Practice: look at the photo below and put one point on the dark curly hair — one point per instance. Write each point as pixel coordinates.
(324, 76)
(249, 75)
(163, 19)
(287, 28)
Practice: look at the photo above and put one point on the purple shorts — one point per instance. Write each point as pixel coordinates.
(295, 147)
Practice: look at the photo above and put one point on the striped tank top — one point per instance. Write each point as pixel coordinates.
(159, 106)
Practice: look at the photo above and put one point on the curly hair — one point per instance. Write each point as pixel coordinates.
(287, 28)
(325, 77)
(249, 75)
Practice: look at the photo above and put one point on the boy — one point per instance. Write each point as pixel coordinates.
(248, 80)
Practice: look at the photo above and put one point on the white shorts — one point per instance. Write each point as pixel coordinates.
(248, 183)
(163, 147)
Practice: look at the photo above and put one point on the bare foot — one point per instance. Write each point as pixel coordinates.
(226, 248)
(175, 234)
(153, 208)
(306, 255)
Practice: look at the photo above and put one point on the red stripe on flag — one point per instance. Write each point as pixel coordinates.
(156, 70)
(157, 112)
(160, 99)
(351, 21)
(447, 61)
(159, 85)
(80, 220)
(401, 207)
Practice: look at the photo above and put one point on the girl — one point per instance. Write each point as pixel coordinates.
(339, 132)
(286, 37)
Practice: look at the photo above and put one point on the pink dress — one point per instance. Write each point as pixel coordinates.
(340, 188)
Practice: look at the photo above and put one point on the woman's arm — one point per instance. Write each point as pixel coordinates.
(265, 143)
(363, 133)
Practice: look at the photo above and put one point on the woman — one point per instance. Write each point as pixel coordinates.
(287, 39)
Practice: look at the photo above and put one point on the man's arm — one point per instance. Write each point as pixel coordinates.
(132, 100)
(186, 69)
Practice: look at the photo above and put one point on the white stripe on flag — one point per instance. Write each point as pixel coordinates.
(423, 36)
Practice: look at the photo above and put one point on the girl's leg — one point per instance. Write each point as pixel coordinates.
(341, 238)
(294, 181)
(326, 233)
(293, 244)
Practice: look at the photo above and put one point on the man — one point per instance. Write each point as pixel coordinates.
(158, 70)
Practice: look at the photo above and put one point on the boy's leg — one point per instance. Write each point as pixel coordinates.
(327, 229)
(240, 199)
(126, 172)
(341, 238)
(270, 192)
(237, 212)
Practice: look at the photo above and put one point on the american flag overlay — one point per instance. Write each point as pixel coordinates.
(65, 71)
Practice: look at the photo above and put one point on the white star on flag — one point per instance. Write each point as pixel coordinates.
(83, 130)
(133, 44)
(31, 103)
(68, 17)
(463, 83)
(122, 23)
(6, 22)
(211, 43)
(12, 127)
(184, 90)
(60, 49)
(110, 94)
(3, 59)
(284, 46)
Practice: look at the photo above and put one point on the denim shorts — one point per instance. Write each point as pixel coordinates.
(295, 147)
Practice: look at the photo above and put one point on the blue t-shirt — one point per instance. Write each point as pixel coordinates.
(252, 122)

□ □ □

What is required:
Rewrite every line above as a numbered list, skipping any blank lines.

Output:
1. Practice: look at the photo below and put one point on the dark curly hair — one point per instance. Write each point as pixel coordinates.
2. (324, 76)
3. (249, 75)
4. (163, 19)
5. (287, 28)
6. Practice: look at the photo above and put one point on the purple shorts — one point per instance. Write each point as pixel coordinates.
7. (295, 147)
8. Practice: look at the photo above and put one point on the striped tank top — one point per instance. Write each point as pixel coordinates.
9. (159, 106)
10. Practice: look at the photo above and put one point on the curly hair — one point per instance. Write each point as pixel coordinates.
11. (287, 28)
12. (325, 77)
13. (249, 75)
14. Practice: look at the photo above and put one point on the boy — one point per instance. Write each point as pixel coordinates.
15. (248, 80)
16. Practice: look at the photo above and put one point on the white shorts — one point per instance. Write each point as pixel coordinates.
17. (248, 183)
18. (163, 147)
19. Practice: look at the photo above and put one point on the bare foot — one point per instance. Write each point as pixel coordinates.
20. (226, 248)
21. (175, 234)
22. (153, 208)
23. (306, 255)
24. Practice: look at the photo above and put one point on the red stripe on flag — one point per instance. Write each point as pixel coordinates.
25. (156, 70)
26. (157, 112)
27. (160, 99)
28. (351, 21)
29. (447, 61)
30. (159, 85)
31. (80, 220)
32. (401, 207)
33. Practice: look at the photo above and put one point on the girl — one point per instance. Write each point as pixel coordinates.
34. (339, 132)
35. (286, 37)
36. Practice: look at the photo above and put one point on the pink dress — one point per instance. Write each point as pixel coordinates.
37. (340, 188)
38. Practice: look at the photo above and put one point on the woman's arm — one point per instance. Write each point as pixel coordinates.
39. (265, 143)
40. (363, 133)
41. Practice: look at the photo above and put one point on the woman — one point per instance. Write each point as pixel coordinates.
42. (287, 39)
43. Practice: look at the photo above and put one point on the man's arm — one point per instance. Write each point as pixel coordinates.
44. (132, 100)
45. (186, 69)
46. Practice: look at the photo above and put one point on the white stripe on flag — one point per instance. Write each point as pixel coordinates.
47. (423, 36)
48. Practice: look at the photo above and put one point on the girl's leg — one point per instance. Write each point as pixel coordinates.
49. (341, 238)
50. (294, 181)
51. (326, 233)
52. (293, 244)
53. Practice: look at the photo above and put one point on the man — one point per instance. Write each point as pixel coordinates.
54. (158, 70)
55. Practice: look at the photo above and put one point on the boy's leg — one point per instance. Write each point as pixel coordinates.
56. (327, 229)
57. (240, 199)
58. (126, 172)
59. (341, 238)
60. (270, 192)
61. (237, 212)
62. Practice: look at the photo above and put one point on the american flag overlay — one point per instance. Write each point as pixel coordinates.
63. (65, 71)
64. Practice: look at the photo above and put one point on the white star on flag — one point per instance. Write each point as pixel coordinates.
65. (83, 130)
66. (133, 44)
67. (31, 103)
68. (68, 17)
69. (463, 83)
70. (122, 23)
71. (6, 22)
72. (211, 43)
73. (12, 127)
74. (184, 90)
75. (60, 49)
76. (110, 94)
77. (3, 59)
78. (284, 46)
79. Practice: look at the photo above and put one point on the denim shorts — one point per instance. Write each point as pixel coordinates.
80. (295, 147)
81. Practice: look at the photo above and put one point on the blue t-shirt — one point per instance. Write each point as pixel coordinates.
82. (252, 122)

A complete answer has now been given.